EXERCISE DESCRIPTION. Your job with the data below is to output exactly the lines from the one holding "Target: pope in red vestment" down to the one holding "[pin] black shoe", both included, and no others.

DATA FOR PROCESSING.
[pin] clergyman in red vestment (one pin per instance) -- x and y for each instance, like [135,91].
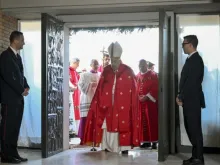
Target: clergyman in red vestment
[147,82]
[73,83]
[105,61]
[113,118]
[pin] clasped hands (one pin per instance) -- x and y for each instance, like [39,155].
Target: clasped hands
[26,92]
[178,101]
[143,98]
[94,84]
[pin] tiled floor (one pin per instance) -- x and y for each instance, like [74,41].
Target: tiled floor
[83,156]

* * *

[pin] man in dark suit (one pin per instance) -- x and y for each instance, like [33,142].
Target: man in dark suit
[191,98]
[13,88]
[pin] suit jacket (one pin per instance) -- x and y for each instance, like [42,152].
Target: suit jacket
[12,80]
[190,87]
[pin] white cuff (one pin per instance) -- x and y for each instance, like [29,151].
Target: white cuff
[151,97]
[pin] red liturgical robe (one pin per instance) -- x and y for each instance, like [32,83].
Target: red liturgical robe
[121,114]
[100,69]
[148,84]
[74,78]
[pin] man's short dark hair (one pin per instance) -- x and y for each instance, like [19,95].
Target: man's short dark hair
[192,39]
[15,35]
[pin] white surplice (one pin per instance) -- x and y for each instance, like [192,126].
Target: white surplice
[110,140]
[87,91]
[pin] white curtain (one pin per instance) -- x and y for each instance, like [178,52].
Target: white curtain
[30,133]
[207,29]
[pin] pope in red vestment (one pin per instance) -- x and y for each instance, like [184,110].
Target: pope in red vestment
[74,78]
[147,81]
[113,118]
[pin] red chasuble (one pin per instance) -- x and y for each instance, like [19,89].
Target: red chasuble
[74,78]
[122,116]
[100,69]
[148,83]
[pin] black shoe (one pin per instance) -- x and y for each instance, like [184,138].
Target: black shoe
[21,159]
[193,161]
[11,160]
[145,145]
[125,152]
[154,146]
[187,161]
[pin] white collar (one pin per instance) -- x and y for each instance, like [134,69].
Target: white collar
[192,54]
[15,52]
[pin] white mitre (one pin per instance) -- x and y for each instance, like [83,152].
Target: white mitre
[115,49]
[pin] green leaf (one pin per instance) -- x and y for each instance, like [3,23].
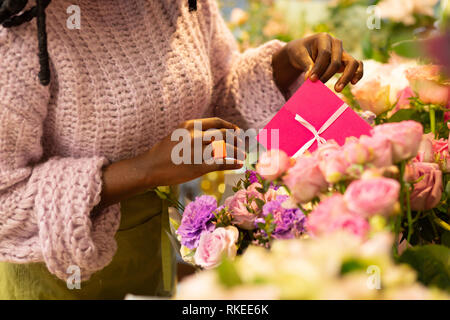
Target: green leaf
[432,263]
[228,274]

WRITTEN ANSWER.
Target: pope in red vestment
[74,78]
[147,81]
[113,118]
[pin] red chasuble (one pin per instance) -- x and y for each instance, like [19,89].
Target: red chasuble
[74,78]
[122,116]
[100,69]
[148,83]
[pin] black shoe (one pin per instance) -- x and y for each instance, like [184,138].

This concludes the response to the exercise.